---------- PROVIDED TEXT

# Training Collar and Invisible Fence?



## milkmoney11 (Feb 11, 2010)

Hello all. New to the site. I did some searching through the forums on here and couldn't seem to find anything exactly like I was looking for so I thought I would just ask the question. Sorry if it was posted recently or its in a sticky...i couldn't find it.

I live in a association subdivision and one rule is there can be no fences so my only option for a "fence" would be an invisible one. My puppy is only a few weeks old so I don't actually bring him home for a few more and I wouldn't be putting anything in until the end of the summer so I have time to research. 

1)Does anyone recommend a particular brand/style of invisible fence for a GSD or are they pretty much all the same? I would be installing it myself. 

2)I have a co-worker who's GSD was hit by a car after running through an i.fence. Said she always would just run through it and it didn't deter her. Anyone else see this?

--------------------

TASKS TO CARRY OUT »
- a) Decide whether each statement agrees with the forum post about invisible fences. Answer yes or no for each, quoting the words from the post that decide it.
(i) The poster's subdivision does not allow fences.
(ii) The puppy is already living at the poster's home.
(iii) The poster intends to install the invisible fence personally.
- b) Transcribe the forum post about invisible fences from "I live in a" up to and including "else see this?".
Rely on nothing but the forum post about invisible fences.

---------- MATERIAL SHOWN

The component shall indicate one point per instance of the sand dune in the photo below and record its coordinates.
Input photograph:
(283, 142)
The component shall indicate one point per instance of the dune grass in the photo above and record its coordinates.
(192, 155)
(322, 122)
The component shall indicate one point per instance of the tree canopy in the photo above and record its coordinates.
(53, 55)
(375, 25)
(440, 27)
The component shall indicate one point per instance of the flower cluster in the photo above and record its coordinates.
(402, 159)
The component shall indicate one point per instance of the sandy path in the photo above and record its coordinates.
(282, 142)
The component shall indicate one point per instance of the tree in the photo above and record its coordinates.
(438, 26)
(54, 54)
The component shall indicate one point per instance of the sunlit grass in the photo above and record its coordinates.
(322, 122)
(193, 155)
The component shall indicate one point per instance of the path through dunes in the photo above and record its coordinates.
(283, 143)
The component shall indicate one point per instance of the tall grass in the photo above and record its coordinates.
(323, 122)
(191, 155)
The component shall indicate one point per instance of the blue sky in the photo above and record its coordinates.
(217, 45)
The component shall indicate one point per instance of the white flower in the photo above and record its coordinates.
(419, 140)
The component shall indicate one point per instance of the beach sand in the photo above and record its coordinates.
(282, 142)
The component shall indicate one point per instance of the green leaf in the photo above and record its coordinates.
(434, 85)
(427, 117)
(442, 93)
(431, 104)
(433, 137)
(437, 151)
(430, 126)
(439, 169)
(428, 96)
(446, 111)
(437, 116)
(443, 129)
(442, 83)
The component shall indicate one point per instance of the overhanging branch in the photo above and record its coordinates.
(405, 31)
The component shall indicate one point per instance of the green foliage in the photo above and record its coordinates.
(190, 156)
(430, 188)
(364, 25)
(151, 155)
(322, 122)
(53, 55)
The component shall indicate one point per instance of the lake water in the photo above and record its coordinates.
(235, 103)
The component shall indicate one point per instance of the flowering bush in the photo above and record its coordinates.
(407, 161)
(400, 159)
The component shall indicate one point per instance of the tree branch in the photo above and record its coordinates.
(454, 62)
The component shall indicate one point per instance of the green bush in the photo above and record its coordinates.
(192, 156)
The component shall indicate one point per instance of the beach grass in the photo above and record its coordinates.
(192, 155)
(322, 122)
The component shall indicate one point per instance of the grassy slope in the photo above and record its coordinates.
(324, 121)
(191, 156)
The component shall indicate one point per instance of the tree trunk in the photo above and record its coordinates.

--------------------

EXPECTED RESULTS »
- a)
(i) Yes: "one rule is there can be no fences"
(ii) No: "I don't actually bring him home for a few more"
(iii) Yes: "I would be installing it myself."

- b)
I live in a association subdivision and one rule is there can be no fences so my only option for a "fence" would be an invisible one. My puppy is only a few weeks old so I don't actually bring him home for a few more and I wouldn't be putting anything in until the end of the summer so I have time to research. 

1)Does anyone recommend a particular brand/style of invisible fence for a GSD or are they pretty much all the same? I would be installing it myself. 

2)I have a co-worker who's GSD was hit by a car after running through an i.fence. Said she always would just run through it and it didn't deter her. Anyone else see this?